**Sezione del documento**
■ ■ ■ ■ ■
Un segnale importante nei confronti la Cina

di Marco Ziliotti

17 Giugno 2021, 08:55

Quattro anni fa, all’esordio dell’amministrazione Trump, il documento conclusivo del  G7 di Biarritz non conteneva alcuna menzione della Repubblica popolare Cinese; si può invece a ragione affermare che proprio la Cina, convitato di pietra, sia stata la protagonista del recente summit in Cornovaglia. Seppure da posizioni  di partenza differenziate (Biden all’avanguardia quanto ad interventismo, Merkel – e Draghi – più pragmaticamente orientati a gradualità), Usa, Canada, Regno Unito, Germania, Francia, Italia e Unione Europea, insieme agli invitati d’onore (non a caso “vicini di casa” della Cina) India, Corea del Sud e Australia, hanno concordemente convenuto su una strategia di sostanziale contenimento delle politiche espansive cinesi, di cui la Nuova Via della Seta è l’esempio più noto a noi europei. Si tratta di un segnale importante, niente affatto scontato fino a pochi mesi fa, dal duplice contenuto. Anzitutto, si conviene sul fatto che la “questione cinese” rappresenti un problema geopolitico prima ancora che economico, perché coinvolge anche diritti umani, diritti sociali e politiche ambientali. Quindi, risulta insufficiente, ed anzi controproducente, immaginare che i rapporti con la Cina possano essere delegati al «laissez faire» dei mercati.

In secondo luogo, con una vera e propria inversione ad U rispetto alla precedente amministrazione statunitense, risulta abbandonato il metodo di gestione bilaterale dei rapporti internazionali. Perfino la maggiore potenza economica e militare – gli Usa –, quindi a fortiori il nostro Paese, per avere voce in un mondo multipolare, devono muoversi “in gruppo” (anzitutto in ambito Ue).
Ma come agire efficacemente nei confronti della Cina? In ambito economico, una rilevante leva di negoziazione continua a provenire dalla classificazione di “economia non di mercato” che la Wto (Organizzazione mondiale del commercio) riserva al sistema cinese; ciò legittima l’utilizzo di specifiche procedure difensive (dazi o altre penalità) nei confronti delle esportazioni cinesi; ove le condizioni di vendita violino le corrette regole concorrenziali (quali le pratiche di dumping, cioè offerte “sottocosto” finanziate da sussidi).

Se ci si chiede se, a tutt’oggi, sia corretto continuare a definire “non di mercato” l’economia cinese, i dati messi a disposizione dalla Cina stessa risultano scarsi e di dubbia trasparenza; e già questo fa propendere per una risposta affermativa: uno dei principali presupposti per il corretto e trasparente funzionamento dei mercati è proprio la libera circolazione delle informazioni.
■ ■ ■ ■ ■
**Righe estratte**
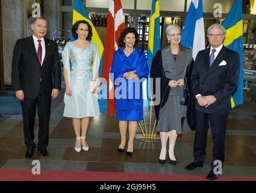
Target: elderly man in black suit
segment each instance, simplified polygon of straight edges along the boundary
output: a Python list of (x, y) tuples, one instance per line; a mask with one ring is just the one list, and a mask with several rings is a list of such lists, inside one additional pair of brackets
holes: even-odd
[(47, 21), (41, 16), (33, 18), (33, 36), (16, 42), (11, 63), (13, 90), (22, 107), (27, 159), (31, 159), (36, 147), (34, 123), (36, 106), (39, 118), (38, 150), (48, 157), (49, 119), (51, 99), (61, 90), (61, 66), (56, 43), (44, 36)]
[[(231, 109), (231, 95), (238, 82), (239, 55), (223, 46), (226, 30), (222, 25), (213, 24), (207, 32), (211, 47), (198, 53), (191, 75), (192, 90), (197, 100), (197, 125), (194, 162), (185, 169), (192, 170), (203, 166), (209, 121), (214, 143), (213, 159), (206, 179), (214, 180), (222, 174), (224, 162), (226, 124)], [(217, 165), (220, 169), (214, 169)]]

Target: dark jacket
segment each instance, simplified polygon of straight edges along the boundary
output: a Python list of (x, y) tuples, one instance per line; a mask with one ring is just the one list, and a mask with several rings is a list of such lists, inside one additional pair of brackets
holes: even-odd
[(214, 95), (217, 101), (208, 107), (195, 109), (206, 113), (227, 115), (231, 109), (231, 98), (237, 88), (239, 75), (239, 55), (224, 46), (209, 67), (210, 48), (200, 51), (191, 75), (193, 96)]
[(51, 97), (53, 89), (61, 89), (57, 45), (53, 40), (44, 39), (45, 56), (42, 66), (32, 36), (18, 40), (13, 49), (11, 63), (13, 90), (23, 90), (27, 98), (36, 98), (41, 83), (45, 98)]

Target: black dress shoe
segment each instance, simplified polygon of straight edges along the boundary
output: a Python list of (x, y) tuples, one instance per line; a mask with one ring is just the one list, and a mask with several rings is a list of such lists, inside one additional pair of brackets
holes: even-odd
[(177, 160), (172, 160), (171, 159), (169, 159), (169, 160), (170, 161), (171, 164), (176, 165), (177, 163)]
[(202, 164), (202, 163), (194, 163), (194, 162), (192, 162), (192, 163), (189, 163), (189, 165), (188, 165), (185, 167), (185, 169), (188, 169), (188, 170), (193, 170), (195, 168), (202, 167), (202, 166), (203, 166), (203, 164)]
[(159, 163), (160, 164), (162, 164), (162, 165), (163, 165), (163, 164), (165, 163), (165, 159), (159, 159)]
[(117, 151), (118, 153), (122, 153), (122, 152), (125, 149), (117, 148)]
[(133, 156), (133, 152), (131, 152), (131, 151), (126, 151), (126, 156), (131, 157), (131, 156)]
[(49, 153), (47, 151), (47, 150), (45, 147), (42, 148), (38, 148), (38, 151), (39, 151), (41, 153), (42, 156), (44, 156), (44, 157), (48, 157), (49, 156)]
[(25, 157), (27, 159), (30, 159), (34, 155), (34, 149), (27, 150), (26, 153), (25, 154)]
[(212, 169), (207, 176), (206, 179), (209, 180), (215, 180), (218, 178), (218, 176), (220, 176), (220, 174), (215, 174), (213, 170)]
[(170, 162), (170, 163), (172, 164), (172, 165), (176, 165), (177, 160), (171, 160), (171, 158), (170, 158), (170, 156), (169, 156), (169, 154), (168, 154), (168, 157), (169, 157), (169, 161)]

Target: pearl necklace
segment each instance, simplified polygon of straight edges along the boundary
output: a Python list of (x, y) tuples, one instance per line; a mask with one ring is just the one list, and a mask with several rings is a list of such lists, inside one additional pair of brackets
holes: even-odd
[(125, 48), (123, 49), (123, 51), (125, 51), (125, 52), (126, 52), (127, 55), (130, 55), (131, 54), (131, 52), (133, 52), (134, 50), (134, 48), (133, 48), (133, 50), (129, 52)]

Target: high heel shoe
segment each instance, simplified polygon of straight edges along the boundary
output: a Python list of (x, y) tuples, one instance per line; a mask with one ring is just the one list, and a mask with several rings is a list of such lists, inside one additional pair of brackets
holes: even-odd
[(125, 150), (125, 149), (117, 148), (117, 151), (118, 153), (122, 153)]
[[(85, 137), (81, 137), (81, 139), (85, 139), (85, 138), (86, 138), (86, 136)], [(82, 145), (82, 148), (83, 149), (83, 150), (87, 151), (88, 150), (89, 150), (89, 146), (84, 147), (84, 146)]]
[[(75, 142), (76, 146), (77, 144), (77, 141), (80, 140), (80, 139), (81, 139), (81, 138), (76, 138), (76, 142)], [(80, 151), (81, 151), (82, 148), (81, 147), (76, 147), (76, 146), (74, 147), (74, 150), (77, 153), (79, 153)]]
[(159, 159), (160, 164), (164, 165), (165, 163), (165, 159)]
[[(169, 151), (168, 151), (168, 153), (169, 153)], [(177, 164), (177, 160), (171, 160), (171, 158), (170, 158), (170, 156), (169, 155), (169, 153), (168, 153), (168, 157), (169, 157), (169, 161), (170, 162), (170, 163), (172, 164), (172, 165), (176, 165)]]

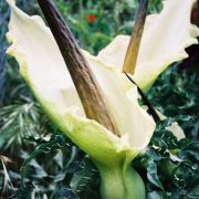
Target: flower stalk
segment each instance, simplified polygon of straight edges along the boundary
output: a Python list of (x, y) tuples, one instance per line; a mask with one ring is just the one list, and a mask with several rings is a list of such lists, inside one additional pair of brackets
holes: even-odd
[(126, 73), (134, 74), (136, 67), (139, 45), (140, 45), (146, 14), (147, 14), (147, 8), (148, 8), (148, 0), (142, 0), (139, 3), (139, 8), (137, 10), (135, 25), (132, 32), (132, 36), (128, 43), (128, 48), (123, 65), (123, 71)]
[(50, 0), (38, 0), (74, 82), (87, 118), (95, 119), (119, 136), (103, 93), (70, 28)]

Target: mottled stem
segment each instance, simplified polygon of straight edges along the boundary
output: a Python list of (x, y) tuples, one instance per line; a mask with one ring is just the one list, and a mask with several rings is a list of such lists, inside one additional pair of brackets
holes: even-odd
[(132, 32), (130, 41), (128, 44), (128, 49), (127, 49), (124, 65), (123, 65), (123, 71), (126, 73), (134, 74), (134, 71), (136, 67), (139, 45), (142, 41), (144, 25), (145, 25), (145, 19), (147, 14), (147, 8), (148, 8), (148, 0), (142, 0), (138, 11), (137, 11), (135, 25)]

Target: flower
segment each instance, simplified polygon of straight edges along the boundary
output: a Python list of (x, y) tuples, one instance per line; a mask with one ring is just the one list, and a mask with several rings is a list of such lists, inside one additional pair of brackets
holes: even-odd
[(88, 21), (90, 23), (94, 23), (95, 20), (96, 20), (96, 15), (94, 15), (94, 14), (88, 14), (88, 15), (87, 15), (87, 21)]
[[(7, 35), (12, 43), (8, 53), (19, 62), (21, 75), (45, 113), (97, 166), (102, 195), (113, 198), (109, 192), (114, 192), (117, 198), (144, 198), (143, 181), (130, 163), (146, 148), (156, 125), (138, 104), (137, 87), (122, 72), (129, 36), (116, 36), (97, 56), (82, 50), (122, 133), (118, 137), (86, 118), (60, 50), (43, 20), (38, 15), (29, 17), (13, 1), (7, 1), (11, 7)], [(170, 63), (187, 57), (185, 48), (197, 43), (199, 30), (190, 24), (193, 2), (167, 0), (160, 14), (147, 18), (132, 75), (143, 90), (146, 91)]]

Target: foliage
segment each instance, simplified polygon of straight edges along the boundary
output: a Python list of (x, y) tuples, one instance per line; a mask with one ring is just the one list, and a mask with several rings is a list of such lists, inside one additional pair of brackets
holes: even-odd
[[(81, 46), (91, 53), (96, 53), (116, 34), (130, 32), (138, 3), (55, 2)], [(20, 0), (19, 6), (29, 13), (40, 12), (35, 1)], [(159, 0), (150, 1), (149, 12), (160, 8)], [(8, 22), (4, 4), (3, 9)], [(1, 30), (1, 41), (4, 32)], [(0, 48), (2, 51), (4, 46)], [(98, 198), (100, 177), (94, 165), (46, 118), (18, 75), (15, 62), (9, 57), (8, 64), (12, 67), (7, 70), (6, 95), (0, 106), (1, 198)], [(147, 93), (151, 104), (168, 116), (159, 122), (150, 145), (134, 163), (145, 181), (148, 199), (199, 198), (198, 72), (197, 65), (187, 71), (174, 65)], [(186, 139), (178, 142), (166, 129), (174, 121), (184, 128)]]

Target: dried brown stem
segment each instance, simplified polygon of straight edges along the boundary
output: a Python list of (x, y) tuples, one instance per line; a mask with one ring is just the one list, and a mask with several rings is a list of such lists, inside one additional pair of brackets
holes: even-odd
[(140, 45), (143, 30), (147, 14), (147, 8), (148, 8), (148, 0), (142, 0), (137, 11), (135, 25), (132, 32), (130, 41), (128, 44), (128, 49), (123, 65), (123, 71), (126, 73), (134, 74), (136, 67), (139, 45)]
[(88, 63), (84, 59), (69, 27), (50, 0), (38, 0), (38, 2), (60, 48), (86, 116), (95, 119), (114, 134), (119, 135), (95, 76), (90, 70)]

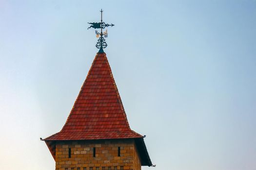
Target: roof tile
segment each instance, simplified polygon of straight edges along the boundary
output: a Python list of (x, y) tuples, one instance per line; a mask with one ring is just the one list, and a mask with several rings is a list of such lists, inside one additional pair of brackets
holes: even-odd
[(65, 125), (44, 140), (141, 137), (130, 128), (106, 54), (98, 53)]

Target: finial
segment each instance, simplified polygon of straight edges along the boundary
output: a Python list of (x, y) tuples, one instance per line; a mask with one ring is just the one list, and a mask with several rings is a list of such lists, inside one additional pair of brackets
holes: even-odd
[(102, 29), (105, 29), (106, 27), (108, 27), (111, 26), (113, 27), (115, 25), (111, 23), (111, 24), (105, 24), (105, 22), (102, 22), (102, 9), (99, 11), (101, 13), (101, 17), (100, 19), (100, 22), (88, 22), (88, 24), (91, 24), (89, 27), (87, 29), (89, 29), (91, 28), (93, 28), (94, 29), (100, 29), (100, 33), (98, 33), (97, 30), (95, 31), (95, 34), (96, 34), (96, 37), (98, 38), (98, 42), (96, 44), (96, 47), (98, 49), (99, 49), (99, 50), (98, 53), (103, 53), (104, 51), (103, 49), (107, 47), (108, 45), (106, 43), (106, 40), (104, 38), (108, 37), (108, 31), (106, 29), (106, 31), (102, 33)]

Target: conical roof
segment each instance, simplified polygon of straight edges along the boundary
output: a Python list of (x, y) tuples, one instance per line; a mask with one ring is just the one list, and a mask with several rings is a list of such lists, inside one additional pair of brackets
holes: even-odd
[(130, 128), (106, 54), (98, 53), (65, 125), (44, 140), (142, 137)]
[(55, 159), (58, 141), (134, 138), (142, 166), (152, 166), (143, 136), (129, 125), (106, 54), (98, 53), (61, 130), (44, 139)]

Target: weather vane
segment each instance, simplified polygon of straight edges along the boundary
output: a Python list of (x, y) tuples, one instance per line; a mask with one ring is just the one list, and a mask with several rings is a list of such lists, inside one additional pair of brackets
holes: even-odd
[(108, 27), (108, 26), (111, 26), (111, 27), (113, 27), (115, 25), (114, 24), (105, 24), (105, 22), (102, 22), (102, 9), (100, 11), (100, 12), (101, 13), (101, 19), (100, 22), (88, 22), (88, 24), (92, 24), (88, 28), (93, 28), (94, 29), (100, 29), (100, 33), (98, 33), (97, 30), (95, 31), (95, 34), (96, 34), (96, 37), (97, 38), (98, 38), (98, 42), (96, 44), (96, 47), (98, 49), (99, 49), (99, 50), (98, 51), (99, 53), (103, 53), (104, 51), (103, 51), (103, 49), (107, 47), (108, 45), (106, 43), (106, 40), (105, 39), (105, 38), (106, 38), (108, 37), (108, 30), (106, 29), (106, 31), (104, 33), (102, 33), (102, 29), (105, 29), (106, 27)]

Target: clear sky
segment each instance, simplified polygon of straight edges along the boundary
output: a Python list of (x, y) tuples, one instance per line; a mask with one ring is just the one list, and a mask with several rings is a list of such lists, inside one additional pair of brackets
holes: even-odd
[(256, 170), (256, 0), (0, 0), (1, 170), (55, 170), (61, 129), (98, 51), (156, 168)]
■ ■ ■ ■ ■
**Esercizi proposti**
1. Rispondi a queste domande sull'articolo sul G7 e la Cina:
(a) In quale G7 il documento conclusivo non menzionava la Repubblica popolare Cinese?
(b) Quali Paesi hanno partecipato come invitati d'onore al summit in Cornovaglia?
(c) Quale classificazione riserva la Wto al sistema cinese?
2. Trascrivi fedelmente il passaggio dell'articolo sul G7 e la Cina che va da "Se ci si chiede" fino a "circolazione delle informazioni.", incluso.

**Risultati attesi**
1.
(a) Nel G7 di Biarritz.
(b) India, Corea del Sud e Australia.
(c) Quella di "economia non di mercato".

2.
Se ci si chiede se, a tutt’oggi, sia corretto continuare a definire “non di mercato” l’economia cinese, i dati messi a disposizione dalla Cina stessa risultano scarsi e di dubbia trasparenza; e già questo fa propendere per una risposta affermativa: uno dei principali presupposti per il corretto e trasparente funzionamento dei mercati è proprio la libera circolazione delle informazioni.